Tasks:
(a) Answer these questions from the note on raising Unicode errors in Python tests:
(i) Which two exceptions does the note say can be useful to synthesize when writing unit tests?
(ii) According to the list of arguments, what difference does it make if the subject object is left blank?
(iii) What encoding name is passed in the example usage?
(b) Carry on the note on raising Unicode errors in Python tests from the point where it stops.

Last Updated: February 25, 2016
·
3.6K
· Gabriel Falcão

raising UnicodeEncodeError and UnicodeDecodeError manually (for testing purposes)

When writing python unit tests it might be useful to synthesize the exceptions UnicodeEncodeError and UnicodeDecodeError.

Although those exceptions are special functions and take a few special arguments that are not found easily in the python documentation (other than C-API documentation)

Handy documentation for UnicodeEncodeError

arguments:

  • encoding name (bytestring, i.e b"utf-8") can be anything.
  • subject object (bytestring, i.eb"") it can actually be blank, makes no difference
  • start of the byte (int) the index with the position of the beginning of the supposedly unrecocnized byte
  • end of the byte (int) the index with the position of the end of the supposedly unrecocnized byte
  • exception message (bytestring. i.e: "oops it's buggy") can be anything

example usage:

UnicodeDecodeError('hitchhiker', b"", 42, 43, 'the universe and everything else')

Raw data:
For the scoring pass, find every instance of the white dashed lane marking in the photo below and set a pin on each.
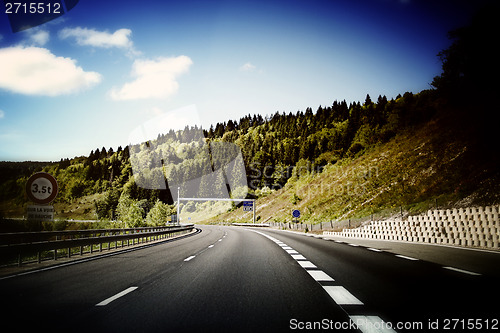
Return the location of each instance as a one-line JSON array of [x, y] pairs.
[[461, 270], [115, 297], [340, 295], [319, 275], [405, 257]]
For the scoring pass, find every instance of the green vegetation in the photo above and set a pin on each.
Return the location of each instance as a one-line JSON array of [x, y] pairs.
[[341, 161]]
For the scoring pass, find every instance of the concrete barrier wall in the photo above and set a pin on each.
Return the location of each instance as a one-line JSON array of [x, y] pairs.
[[471, 227]]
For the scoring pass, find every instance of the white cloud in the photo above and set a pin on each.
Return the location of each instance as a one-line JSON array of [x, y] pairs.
[[90, 37], [247, 67], [36, 71], [39, 37], [153, 78]]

The responses:
(a)
(i) UnicodeEncodeError and UnicodeDecodeError.
(ii) It makes no difference.
(iii) 'hitchhiker'.

(b)
Handy documentation for UnicodeEncodeError

Very similar to the UnicodeDecodeError but the subject object must
be an unicode object

arguments:

  • encoding name (bytestring, i.e b"utf-8") can be anything.
  • subject object (unicode string, i.eb"") it can actually be blank, makes no difference
  • start of the byte (int) the index with the position of the beginning of the supposedly unrecocnized byte
  • end of the byte (int) the index with the position of the end of the supposedly unrecocnized byte
  • exception message (bytestring. i.e: "oops it's buggy") can be anything

example usage:

UnicodeEncodeError('hitchhiker', u"", 42, 43, 'the universe and everything else')